Please quote the lines below word for word, starting with the line that contains "Where can you find the chicken's beak" and going on through the end of the rows.

[Position identification rows]
___

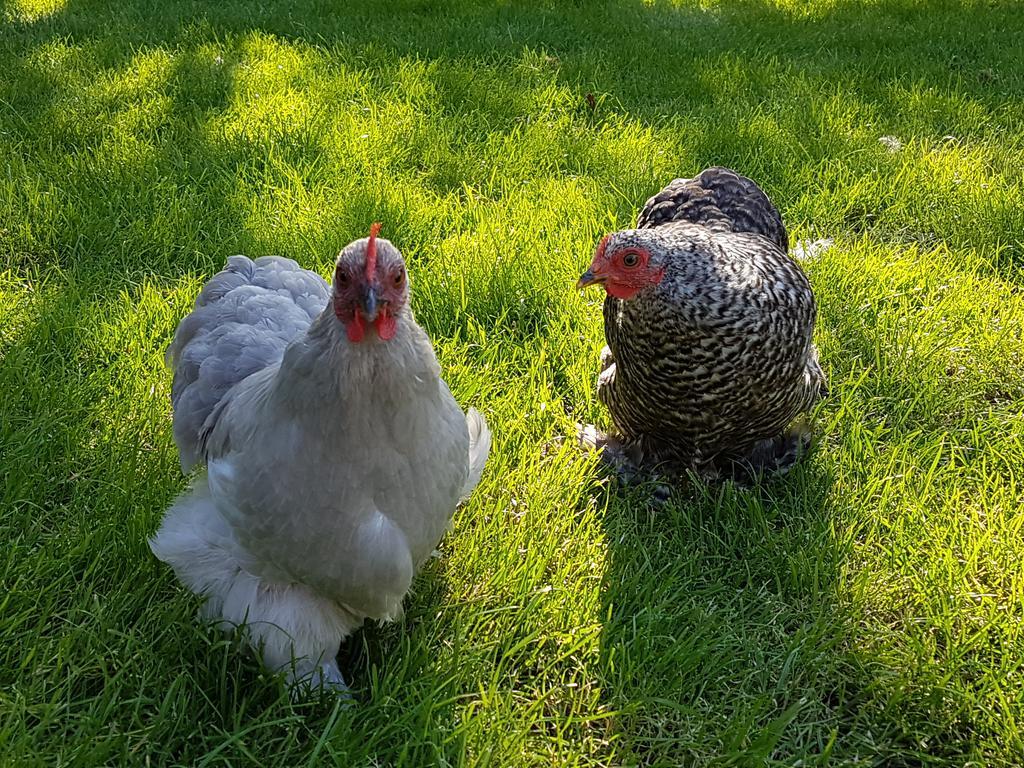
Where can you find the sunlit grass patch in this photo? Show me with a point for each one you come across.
(866, 609)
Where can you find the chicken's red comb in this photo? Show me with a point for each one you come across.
(372, 250)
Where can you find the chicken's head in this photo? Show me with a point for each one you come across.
(625, 263)
(371, 287)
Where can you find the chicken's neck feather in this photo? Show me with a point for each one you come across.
(324, 366)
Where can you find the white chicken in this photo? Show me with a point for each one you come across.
(335, 454)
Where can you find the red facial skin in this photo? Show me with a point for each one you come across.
(353, 289)
(349, 289)
(625, 271)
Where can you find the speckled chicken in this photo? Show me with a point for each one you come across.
(334, 453)
(709, 325)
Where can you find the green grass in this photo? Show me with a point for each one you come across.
(864, 610)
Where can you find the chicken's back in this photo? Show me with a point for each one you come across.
(720, 200)
(244, 318)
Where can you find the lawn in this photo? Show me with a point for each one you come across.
(866, 609)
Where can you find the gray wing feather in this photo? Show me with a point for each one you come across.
(244, 318)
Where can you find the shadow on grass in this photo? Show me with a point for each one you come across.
(732, 594)
(724, 619)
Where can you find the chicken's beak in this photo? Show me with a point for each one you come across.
(589, 278)
(370, 303)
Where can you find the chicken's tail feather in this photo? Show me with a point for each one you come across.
(479, 448)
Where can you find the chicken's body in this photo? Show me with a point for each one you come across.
(333, 466)
(710, 358)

___

● EXERCISE RESULT:
Where can you find the chicken's beak in this photo? Show me with a point for each one you come across.
(589, 278)
(370, 303)
Where can you find the chicken's tail feather in this photo? Show me with a point for each one you come across.
(479, 448)
Where can you find the chicken's body in this photo? Show me with a point for each one you come across.
(333, 466)
(710, 358)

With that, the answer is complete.